» TASKS FOR THIS EXERCISE
- 1) From the blog post on trade policy and food price volatility, list every commodity whose exports the government of India restricted in 2022 and 2023.
- 2) Carry on the blog post on trade policy and food price volatility, starting after its last sentence.

» EXCERPTED TEXT
Blog Post

Trade policy and food price volatility: Beggar thy neighbor or beggar thyself?

Recent shocks from the COVID-19 pandemic to the ongoing Russia-Ukraine war have disrupted global food and fertilizer supply chains—causing price spikes and increased price volatility—a disastrous combination for many vulnerable consumers around the world.

As in past global food price crises, governments have used trade policies to try to protect consumers from rising prices. Many net food-exporting countries have tried to contain food price inflation by imposing export restrictions, while many importing countries have lowered import barriers on staple foods to achieve the same outcome.

In response to the 2007-8 global food price crisis, for instance, governments imposed export restrictions affecting over 15% of calories (Kcal) in internationally-traded staple foods. In the first months following the start of the COVID-19 lockdowns, such restrictions affected up to 7.5% of traded calories, while following the invasion of Ukraine this share was between 7% and 12% during much of 2022 (see IFPRI’s Food and Fertilizer Trade Restrictions Tracker). In 2022 and 2023, the government of India imposed several rounds of restrictions on exports of rice, wheat and sugar to help avoid domestic price increases.

We have long argued that such emergency food trade measures are counterproductive. While well-intended, they have proven ineffective in insulating populations from food price volatility. In fact, a recent IFPRI study finds that they make things worse. First, export restrictions by major (or many) food producers reduce global supply and further increase prices in international markets, making consumers in other countries worse off (beggar thy neighbor). Second, when many importing countries reduce import barriers, that pushes up global demand, further increasing international prices and offsetting the intended insulation of consumers at home. Third, many of these policies also create serious domestic price instability (beggar thyself).

Policies of rice and wheat price insulation have been pervasive for decades, as shown in Figures 1 and 2, based on over 70 years of data for 29 countries accounting for around 90% of world production of these crops. Absent price insulation, the rates of protection on these commodities would be unrelated to their world prices. In fact, they show that protection rates move inversely with world prices. During periods of low prices, protection rises. When prices rise, protection falls as countries restrict exports or lower import barriers.

Figure 1

Figure 2

These policies are certainly beggar thy neighbor. The IFPRI study finds that, on average, the collective impact of insulation policies is to roughly double the impact of initial global price shocks on wheat and rice, which means they quadruple the volatility of world prices, as measured by their variance.

Further analysis shows that, perhaps surprisingly, the policies used also increase volatility of domestic prices for wheat and rice in many countries. Policymakers generally assume this type of policy will stabilize prices. However, that is much harder than it might appear. For instance, once an export ban is in place, any news of reduced expected yields in the next harvest will cause the domestic price to jump. Where prices are administered, governments frequently end up making very large adjustments, such as the recent quadrupling of wheat prices in Egypt.

» EXTRACTED MATERIAL
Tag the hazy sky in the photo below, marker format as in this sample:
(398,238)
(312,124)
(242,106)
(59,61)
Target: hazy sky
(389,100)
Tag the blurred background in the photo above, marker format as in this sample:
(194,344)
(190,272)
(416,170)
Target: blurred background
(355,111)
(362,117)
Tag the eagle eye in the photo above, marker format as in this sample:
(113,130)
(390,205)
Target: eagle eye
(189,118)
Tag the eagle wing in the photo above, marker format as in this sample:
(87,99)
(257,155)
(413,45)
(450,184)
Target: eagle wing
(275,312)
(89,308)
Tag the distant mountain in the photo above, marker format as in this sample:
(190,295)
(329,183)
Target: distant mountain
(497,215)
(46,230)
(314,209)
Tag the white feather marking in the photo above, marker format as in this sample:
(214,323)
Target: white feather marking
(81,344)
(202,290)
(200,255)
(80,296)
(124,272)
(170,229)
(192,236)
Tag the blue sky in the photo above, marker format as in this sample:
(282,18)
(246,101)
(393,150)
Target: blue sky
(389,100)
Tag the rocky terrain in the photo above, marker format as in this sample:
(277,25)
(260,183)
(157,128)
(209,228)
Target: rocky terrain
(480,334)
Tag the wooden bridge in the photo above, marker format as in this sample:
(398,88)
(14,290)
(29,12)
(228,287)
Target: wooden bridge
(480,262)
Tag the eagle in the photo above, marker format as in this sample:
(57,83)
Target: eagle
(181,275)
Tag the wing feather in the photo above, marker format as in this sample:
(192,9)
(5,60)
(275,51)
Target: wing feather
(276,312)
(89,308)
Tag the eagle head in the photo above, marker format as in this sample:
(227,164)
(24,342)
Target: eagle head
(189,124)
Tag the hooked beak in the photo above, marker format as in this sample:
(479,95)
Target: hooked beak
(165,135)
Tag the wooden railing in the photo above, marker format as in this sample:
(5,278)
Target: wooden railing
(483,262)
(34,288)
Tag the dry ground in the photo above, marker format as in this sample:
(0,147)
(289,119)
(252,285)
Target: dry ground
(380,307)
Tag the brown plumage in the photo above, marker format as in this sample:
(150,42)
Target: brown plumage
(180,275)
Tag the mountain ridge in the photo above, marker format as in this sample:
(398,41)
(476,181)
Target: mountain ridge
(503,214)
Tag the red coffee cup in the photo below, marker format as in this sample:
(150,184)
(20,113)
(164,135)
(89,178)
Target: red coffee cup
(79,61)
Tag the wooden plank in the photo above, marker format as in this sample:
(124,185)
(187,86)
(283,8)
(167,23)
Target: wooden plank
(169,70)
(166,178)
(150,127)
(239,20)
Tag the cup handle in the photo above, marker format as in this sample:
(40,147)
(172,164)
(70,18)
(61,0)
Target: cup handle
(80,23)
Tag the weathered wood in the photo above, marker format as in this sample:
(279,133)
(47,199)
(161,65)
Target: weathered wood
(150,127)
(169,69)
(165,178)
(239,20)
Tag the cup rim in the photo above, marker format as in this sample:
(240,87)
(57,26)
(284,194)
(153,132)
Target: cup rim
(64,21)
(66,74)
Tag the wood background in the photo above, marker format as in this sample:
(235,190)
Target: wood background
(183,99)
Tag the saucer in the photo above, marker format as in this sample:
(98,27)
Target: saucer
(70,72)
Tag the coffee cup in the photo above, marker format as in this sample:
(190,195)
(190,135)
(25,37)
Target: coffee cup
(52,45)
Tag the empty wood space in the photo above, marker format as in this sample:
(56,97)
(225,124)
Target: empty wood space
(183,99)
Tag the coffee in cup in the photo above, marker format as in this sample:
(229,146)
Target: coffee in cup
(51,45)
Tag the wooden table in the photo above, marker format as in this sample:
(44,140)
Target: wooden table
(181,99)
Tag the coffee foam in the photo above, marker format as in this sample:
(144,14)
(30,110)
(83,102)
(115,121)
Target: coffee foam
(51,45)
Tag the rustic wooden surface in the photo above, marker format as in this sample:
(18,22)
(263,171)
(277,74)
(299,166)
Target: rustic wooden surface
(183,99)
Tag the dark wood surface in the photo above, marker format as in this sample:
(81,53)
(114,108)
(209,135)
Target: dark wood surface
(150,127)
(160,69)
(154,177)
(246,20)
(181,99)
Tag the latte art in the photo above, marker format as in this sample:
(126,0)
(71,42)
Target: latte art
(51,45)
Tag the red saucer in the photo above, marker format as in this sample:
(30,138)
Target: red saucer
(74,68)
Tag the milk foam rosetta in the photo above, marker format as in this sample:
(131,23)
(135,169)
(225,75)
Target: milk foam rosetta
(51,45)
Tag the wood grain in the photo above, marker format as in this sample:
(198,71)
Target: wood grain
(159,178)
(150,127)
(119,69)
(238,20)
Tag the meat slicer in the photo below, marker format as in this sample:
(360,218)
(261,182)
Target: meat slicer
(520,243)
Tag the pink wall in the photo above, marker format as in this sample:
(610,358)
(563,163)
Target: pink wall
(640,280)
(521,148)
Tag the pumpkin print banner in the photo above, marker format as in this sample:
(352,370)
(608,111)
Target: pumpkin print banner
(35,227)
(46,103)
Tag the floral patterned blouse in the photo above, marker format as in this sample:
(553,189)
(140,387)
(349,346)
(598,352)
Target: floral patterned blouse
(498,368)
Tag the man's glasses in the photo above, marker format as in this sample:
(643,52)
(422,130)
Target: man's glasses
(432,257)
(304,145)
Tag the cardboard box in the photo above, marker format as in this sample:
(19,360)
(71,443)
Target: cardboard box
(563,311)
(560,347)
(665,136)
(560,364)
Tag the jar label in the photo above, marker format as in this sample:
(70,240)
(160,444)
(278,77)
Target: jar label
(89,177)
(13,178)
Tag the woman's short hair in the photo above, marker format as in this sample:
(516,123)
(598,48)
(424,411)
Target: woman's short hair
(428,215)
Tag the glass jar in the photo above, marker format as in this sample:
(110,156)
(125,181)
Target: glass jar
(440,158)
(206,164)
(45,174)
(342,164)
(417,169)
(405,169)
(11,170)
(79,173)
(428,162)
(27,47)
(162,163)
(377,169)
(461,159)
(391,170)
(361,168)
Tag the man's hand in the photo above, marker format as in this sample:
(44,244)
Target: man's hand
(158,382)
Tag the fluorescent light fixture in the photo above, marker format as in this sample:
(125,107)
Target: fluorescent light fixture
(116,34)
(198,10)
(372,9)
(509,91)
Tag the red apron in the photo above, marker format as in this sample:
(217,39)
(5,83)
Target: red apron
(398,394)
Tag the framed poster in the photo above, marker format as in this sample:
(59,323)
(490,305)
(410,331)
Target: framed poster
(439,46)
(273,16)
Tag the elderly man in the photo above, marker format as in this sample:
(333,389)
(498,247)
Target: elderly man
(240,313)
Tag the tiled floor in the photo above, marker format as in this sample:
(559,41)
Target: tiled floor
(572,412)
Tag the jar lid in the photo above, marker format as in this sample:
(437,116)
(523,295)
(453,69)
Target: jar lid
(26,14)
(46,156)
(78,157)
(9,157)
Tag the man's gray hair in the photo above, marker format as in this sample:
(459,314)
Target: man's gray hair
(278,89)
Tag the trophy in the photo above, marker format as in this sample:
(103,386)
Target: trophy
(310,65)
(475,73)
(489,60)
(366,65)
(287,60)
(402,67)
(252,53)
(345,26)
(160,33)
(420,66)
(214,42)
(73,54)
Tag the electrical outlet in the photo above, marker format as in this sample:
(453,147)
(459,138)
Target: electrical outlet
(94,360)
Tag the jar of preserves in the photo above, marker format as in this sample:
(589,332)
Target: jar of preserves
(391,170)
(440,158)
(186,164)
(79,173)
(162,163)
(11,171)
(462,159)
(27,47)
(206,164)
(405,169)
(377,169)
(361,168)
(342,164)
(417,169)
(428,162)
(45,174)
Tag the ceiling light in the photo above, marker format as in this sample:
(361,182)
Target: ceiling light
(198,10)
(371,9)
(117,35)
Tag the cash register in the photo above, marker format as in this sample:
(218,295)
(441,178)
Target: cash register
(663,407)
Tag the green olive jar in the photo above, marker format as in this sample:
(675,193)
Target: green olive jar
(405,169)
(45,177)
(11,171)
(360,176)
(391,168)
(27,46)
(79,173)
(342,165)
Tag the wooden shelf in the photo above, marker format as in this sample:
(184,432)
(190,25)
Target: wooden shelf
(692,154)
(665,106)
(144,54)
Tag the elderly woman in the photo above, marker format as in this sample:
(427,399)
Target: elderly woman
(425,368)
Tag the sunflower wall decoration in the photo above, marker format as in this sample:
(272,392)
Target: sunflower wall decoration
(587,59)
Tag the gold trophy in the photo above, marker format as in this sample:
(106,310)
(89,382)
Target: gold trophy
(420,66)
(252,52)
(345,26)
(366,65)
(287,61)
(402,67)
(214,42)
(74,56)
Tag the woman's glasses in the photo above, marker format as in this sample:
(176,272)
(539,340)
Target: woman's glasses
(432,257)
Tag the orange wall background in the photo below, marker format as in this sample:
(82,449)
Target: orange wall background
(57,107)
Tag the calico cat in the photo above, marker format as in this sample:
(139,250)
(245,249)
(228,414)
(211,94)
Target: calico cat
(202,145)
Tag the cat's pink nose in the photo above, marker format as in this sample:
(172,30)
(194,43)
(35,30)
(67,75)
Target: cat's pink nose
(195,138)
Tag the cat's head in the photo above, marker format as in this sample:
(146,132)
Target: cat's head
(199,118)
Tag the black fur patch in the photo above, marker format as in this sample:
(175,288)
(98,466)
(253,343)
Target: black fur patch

» WRITTEN ANSWERS
- 1) rice, wheat, sugar

- 2)
Thus, efforts to moderate prices result in greater domestic price volatility. The study considers the variance of domestic prices under three scenarios—one without any government intervention, one assuming policymakers can insulate consumers efficiently against changes in world prices, and one looking at the actual, observed volatility.

Figures 3 and 4 show that, in most countries, the effects of price-insulating policies—shown by the orange bars—has helped reduce domestic price volatility substantially; it is in most cases lower than global price volatility. However, once we allow for domestic price shocks, the volatility of domestic prices rises substantially in most cases—shown by the green bars.

Figure 3

Figure 4

Because insulating policies have roughly quadrupled the volatility of world prices, it also becomes clear that those policies have actually lowered domestic price volatility in only a very few economies. This is a remarkably disappointing outcome, and evidence that price-insulating policies—as currently configured—are poor ways to protect consumers from food price volatility. There is clearly a strong case for policy reform both at national level—to reduce domestic price volatility—and the global level—to reduce the volatility of world prices.

Will Martin is a Senior Research Fellow with IFPRI's Markets, Trade, and Institutions (MTI) Unit; Abdullah Mamun is an MTI Senior Research Analyst; Nicholas Minot is MTI Deputy Director; Rob Vos is MTI Director. Opinions are the authors'.

This work was supported by the World Bank, the UK Foreign, Commonwealth and Development Office (FCDO) and the U.S. Agency for International Development (USAID). The work was undertaken as part of the CGIAR Research Initiative on Rethinking Food Markets, which provides evidence on the innovations, incentives and policies most effective for creating equitable income and employment opportunities in food markets.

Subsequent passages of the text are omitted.